Scale everything from the line containing "of the bird's" down to the line containing "230 68 L 226", both ends included. Copy only those lines, keep all wording, multiply each coordinate in the answer outlines by 2.05, round to whole numbers with halves going up, leave all other numbers unchanged, and omit the pictures.

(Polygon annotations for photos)
#####

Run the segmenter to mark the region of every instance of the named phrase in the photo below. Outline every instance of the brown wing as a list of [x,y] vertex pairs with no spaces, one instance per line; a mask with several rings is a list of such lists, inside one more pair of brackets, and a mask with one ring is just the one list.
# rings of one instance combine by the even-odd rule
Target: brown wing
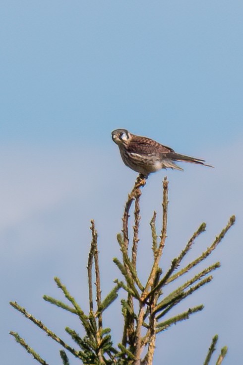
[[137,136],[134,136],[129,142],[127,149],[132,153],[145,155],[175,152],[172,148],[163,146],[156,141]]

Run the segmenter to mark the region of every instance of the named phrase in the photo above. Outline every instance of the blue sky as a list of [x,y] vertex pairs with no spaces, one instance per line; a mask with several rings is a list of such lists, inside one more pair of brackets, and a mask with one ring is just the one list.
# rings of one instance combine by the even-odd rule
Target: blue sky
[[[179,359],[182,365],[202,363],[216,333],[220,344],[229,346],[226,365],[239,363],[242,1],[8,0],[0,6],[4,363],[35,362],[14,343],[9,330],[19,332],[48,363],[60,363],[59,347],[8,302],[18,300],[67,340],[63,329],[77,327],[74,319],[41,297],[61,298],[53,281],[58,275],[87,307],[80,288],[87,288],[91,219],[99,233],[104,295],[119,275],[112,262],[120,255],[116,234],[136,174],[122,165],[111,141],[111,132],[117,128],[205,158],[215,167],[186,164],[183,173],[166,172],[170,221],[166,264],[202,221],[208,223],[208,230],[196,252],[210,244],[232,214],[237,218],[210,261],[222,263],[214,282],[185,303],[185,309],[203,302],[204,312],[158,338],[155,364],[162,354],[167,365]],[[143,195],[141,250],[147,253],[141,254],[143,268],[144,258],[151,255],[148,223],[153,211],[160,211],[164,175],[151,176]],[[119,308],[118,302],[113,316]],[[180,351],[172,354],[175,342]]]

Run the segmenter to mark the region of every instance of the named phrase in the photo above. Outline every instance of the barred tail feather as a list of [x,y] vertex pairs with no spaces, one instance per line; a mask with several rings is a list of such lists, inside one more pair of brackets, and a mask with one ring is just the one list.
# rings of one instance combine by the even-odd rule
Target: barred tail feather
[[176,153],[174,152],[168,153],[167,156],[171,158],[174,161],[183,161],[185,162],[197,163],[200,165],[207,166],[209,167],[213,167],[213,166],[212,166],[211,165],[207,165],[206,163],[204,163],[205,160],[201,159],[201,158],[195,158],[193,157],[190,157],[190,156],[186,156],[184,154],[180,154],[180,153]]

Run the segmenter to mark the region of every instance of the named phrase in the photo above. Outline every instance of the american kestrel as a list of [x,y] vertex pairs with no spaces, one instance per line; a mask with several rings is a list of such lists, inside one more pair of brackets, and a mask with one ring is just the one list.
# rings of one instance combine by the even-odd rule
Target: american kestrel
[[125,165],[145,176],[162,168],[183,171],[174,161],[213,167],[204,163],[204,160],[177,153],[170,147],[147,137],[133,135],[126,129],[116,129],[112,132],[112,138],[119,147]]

#####

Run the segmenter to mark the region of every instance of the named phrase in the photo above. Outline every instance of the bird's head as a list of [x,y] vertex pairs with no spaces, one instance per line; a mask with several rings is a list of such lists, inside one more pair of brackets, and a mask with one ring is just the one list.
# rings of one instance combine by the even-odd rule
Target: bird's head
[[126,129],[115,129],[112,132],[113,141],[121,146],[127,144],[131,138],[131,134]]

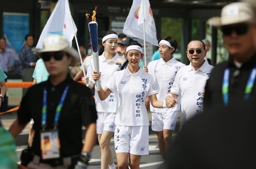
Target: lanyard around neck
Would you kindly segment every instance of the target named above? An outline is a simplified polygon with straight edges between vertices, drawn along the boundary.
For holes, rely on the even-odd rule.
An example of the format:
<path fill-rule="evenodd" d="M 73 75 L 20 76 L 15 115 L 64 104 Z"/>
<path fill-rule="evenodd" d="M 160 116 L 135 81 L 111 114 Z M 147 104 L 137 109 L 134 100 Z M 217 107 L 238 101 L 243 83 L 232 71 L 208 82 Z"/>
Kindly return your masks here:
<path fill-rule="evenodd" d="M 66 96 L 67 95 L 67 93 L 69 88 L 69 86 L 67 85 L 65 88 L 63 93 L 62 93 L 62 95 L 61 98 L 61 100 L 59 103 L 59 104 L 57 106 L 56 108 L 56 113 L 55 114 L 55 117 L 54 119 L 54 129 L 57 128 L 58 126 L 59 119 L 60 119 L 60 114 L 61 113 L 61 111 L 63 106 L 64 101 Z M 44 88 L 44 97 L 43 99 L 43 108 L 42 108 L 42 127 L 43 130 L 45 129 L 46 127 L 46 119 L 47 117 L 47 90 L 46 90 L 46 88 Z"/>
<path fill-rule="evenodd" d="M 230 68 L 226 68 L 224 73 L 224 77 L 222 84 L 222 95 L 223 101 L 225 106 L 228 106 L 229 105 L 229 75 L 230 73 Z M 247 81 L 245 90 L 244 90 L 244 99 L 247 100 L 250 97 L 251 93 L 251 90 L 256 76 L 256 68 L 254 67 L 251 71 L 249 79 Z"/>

#####

• PROBLEM SOLUTION
Run the segmenter to mark the region of every instance of the named phrase in the photo above. Outline every instance of the bird's head as a list of [x,y] vertex pairs with no spaces, one instance per line; a mask with several rings is a list of such lists, inside one more pair of brackets, and a mask with one ring is just the one list.
# rings of one instance combine by the even-odd rule
Target: bird's head
[[258,264],[236,264],[230,271],[232,289],[248,299],[260,295],[269,283],[269,275]]

Target: lanyard around neck
Would you kindly segment every instance of the target named above? An outline is a simplified polygon with straight edges between vertices, drawn along the boundary.
For holes, rely on the even-odd rule.
An example of the format:
<path fill-rule="evenodd" d="M 73 75 L 20 76 L 15 115 L 64 104 Z"/>
<path fill-rule="evenodd" d="M 160 116 L 135 81 L 111 114 Z M 147 104 L 137 109 L 134 100 Z M 217 107 L 238 101 L 243 83 L 232 71 L 208 82 Z"/>
Kindly return your masks here:
<path fill-rule="evenodd" d="M 135 197 L 137 195 L 137 191 L 141 180 L 141 176 L 137 174 L 133 180 L 129 191 L 127 191 L 127 195 L 125 201 L 125 205 L 121 211 L 121 213 L 117 217 L 115 221 L 115 232 L 113 234 L 113 240 L 111 244 L 111 264 L 117 262 L 119 258 L 121 244 L 123 244 L 123 234 L 125 232 L 125 228 L 129 217 L 131 207 Z M 90 180 L 90 199 L 88 203 L 88 221 L 86 221 L 86 260 L 88 267 L 92 264 L 94 260 L 94 244 L 96 240 L 96 185 L 94 185 L 94 180 Z"/>
<path fill-rule="evenodd" d="M 472 139 L 463 139 L 459 150 L 459 158 L 455 172 L 455 195 L 457 207 L 461 217 L 467 217 L 469 215 L 469 154 L 472 150 Z M 506 166 L 502 185 L 500 185 L 500 203 L 506 205 L 513 199 L 515 191 L 515 185 L 525 156 L 525 139 L 521 137 L 515 146 L 510 162 Z"/>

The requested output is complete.